• Problem description: Please transcribe the entries that follow exactly as they stand, skipping each picture.

Data excerpts:
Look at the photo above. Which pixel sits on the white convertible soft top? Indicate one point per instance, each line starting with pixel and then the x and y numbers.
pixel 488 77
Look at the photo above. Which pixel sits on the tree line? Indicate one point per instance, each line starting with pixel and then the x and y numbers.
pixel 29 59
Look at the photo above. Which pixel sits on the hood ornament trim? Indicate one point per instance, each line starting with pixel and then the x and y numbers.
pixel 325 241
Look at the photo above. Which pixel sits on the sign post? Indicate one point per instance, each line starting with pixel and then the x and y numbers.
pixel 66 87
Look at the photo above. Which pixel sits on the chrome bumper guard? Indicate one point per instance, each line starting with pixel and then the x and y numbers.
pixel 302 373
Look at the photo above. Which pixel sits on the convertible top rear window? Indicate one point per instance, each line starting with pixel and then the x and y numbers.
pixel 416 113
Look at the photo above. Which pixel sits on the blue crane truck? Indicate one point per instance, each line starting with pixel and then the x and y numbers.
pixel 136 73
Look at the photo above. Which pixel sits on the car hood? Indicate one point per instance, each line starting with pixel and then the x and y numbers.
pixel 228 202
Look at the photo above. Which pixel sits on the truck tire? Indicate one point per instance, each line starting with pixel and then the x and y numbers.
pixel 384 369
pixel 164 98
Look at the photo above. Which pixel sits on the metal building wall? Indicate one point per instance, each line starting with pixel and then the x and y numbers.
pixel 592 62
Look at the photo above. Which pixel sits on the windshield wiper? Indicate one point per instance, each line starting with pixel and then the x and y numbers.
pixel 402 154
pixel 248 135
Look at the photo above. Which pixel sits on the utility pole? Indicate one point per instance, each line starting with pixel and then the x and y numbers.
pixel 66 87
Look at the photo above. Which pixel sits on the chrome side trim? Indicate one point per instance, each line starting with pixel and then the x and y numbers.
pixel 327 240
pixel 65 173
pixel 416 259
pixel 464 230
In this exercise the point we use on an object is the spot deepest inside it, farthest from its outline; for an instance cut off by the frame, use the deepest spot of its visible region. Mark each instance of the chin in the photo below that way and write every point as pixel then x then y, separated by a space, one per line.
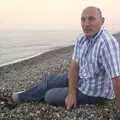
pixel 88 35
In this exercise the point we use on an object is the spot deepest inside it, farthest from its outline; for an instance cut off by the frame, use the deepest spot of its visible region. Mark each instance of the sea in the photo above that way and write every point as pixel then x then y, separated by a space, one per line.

• Result of the exercise:
Look at the photo above. Which pixel sits on the white convertible soft top? Indicate one point per instance, each line starting with pixel and then the x and y numbers.
pixel 488 77
Look at the photo above. Which pixel sits on the tree line? Indicate one point per instance, each line starting with pixel and then the x and y numbers.
pixel 29 59
Look at the photo above. Which pixel sits on the hood ornament trim? Indicate one point per instance, each line starting with pixel and then the x and y numbers.
pixel 325 241
Look at the photo above. Which pixel sits on the sign post? Indicate one point per instance, each line starting with pixel and then the x and y numbers.
pixel 66 87
Look at the photo above. Which pixel sits on the chrome bumper guard? Indicate one point per instance, each line starting with pixel and then the x and y numbers.
pixel 302 373
Look at the photo above. Which pixel sits on the convertible top rear window? Indicate one point per instance, each line starting with pixel and then the x and y numbers.
pixel 416 113
Look at the photo above. Which pixel sits on the blue crane truck? Indicate one point per instance, each line starting with pixel and then the x and y numbers.
pixel 136 73
Look at the photo above. Which pixel sits on the car hood? Indicate one point per instance, each line starting with pixel and then the x and y numbers.
pixel 228 202
Look at the photo above. Which pixel sits on the truck tire? Indicate one point per instance, each line starting with pixel and then the x and y numbers.
pixel 384 369
pixel 164 98
Look at the photo above. Which pixel sits on the metal building wall? Indicate one point per instance, each line starting with pixel and then the x and y numbers.
pixel 592 62
Look at the photo above. Which pixel sits on the windshield wiper? Indicate one point per instance, each line starting with pixel and then the x and y numbers.
pixel 402 154
pixel 248 135
Look at the photo above. Which pixel sits on the utility pole? Indicate one point per instance, each line starting with pixel and then the x and y numbers.
pixel 66 87
Look at the photo above. Which pixel sits on the chrome side trim? Indicate one point per instance, each line starting with pixel and then the x and y numbers.
pixel 327 240
pixel 65 173
pixel 416 259
pixel 464 230
In this exercise the point we use on an object is the spot deepest inside it, farthest from its outline; for an instance cut off by the frame, use the deepest spot of its visible region. Mark each instance of the chin in the photo below that way and write every point as pixel then x then y, separated by a space, one per line.
pixel 88 35
In this exercise the point we use on an object is the spot deepest inside it, farthest from its outline; for an instance cut off by the frame, use the deepest spot of its visible region. Mark each instance of the sea in the photo above that way and write every point as pixel then x then y, separated by a space, one per line.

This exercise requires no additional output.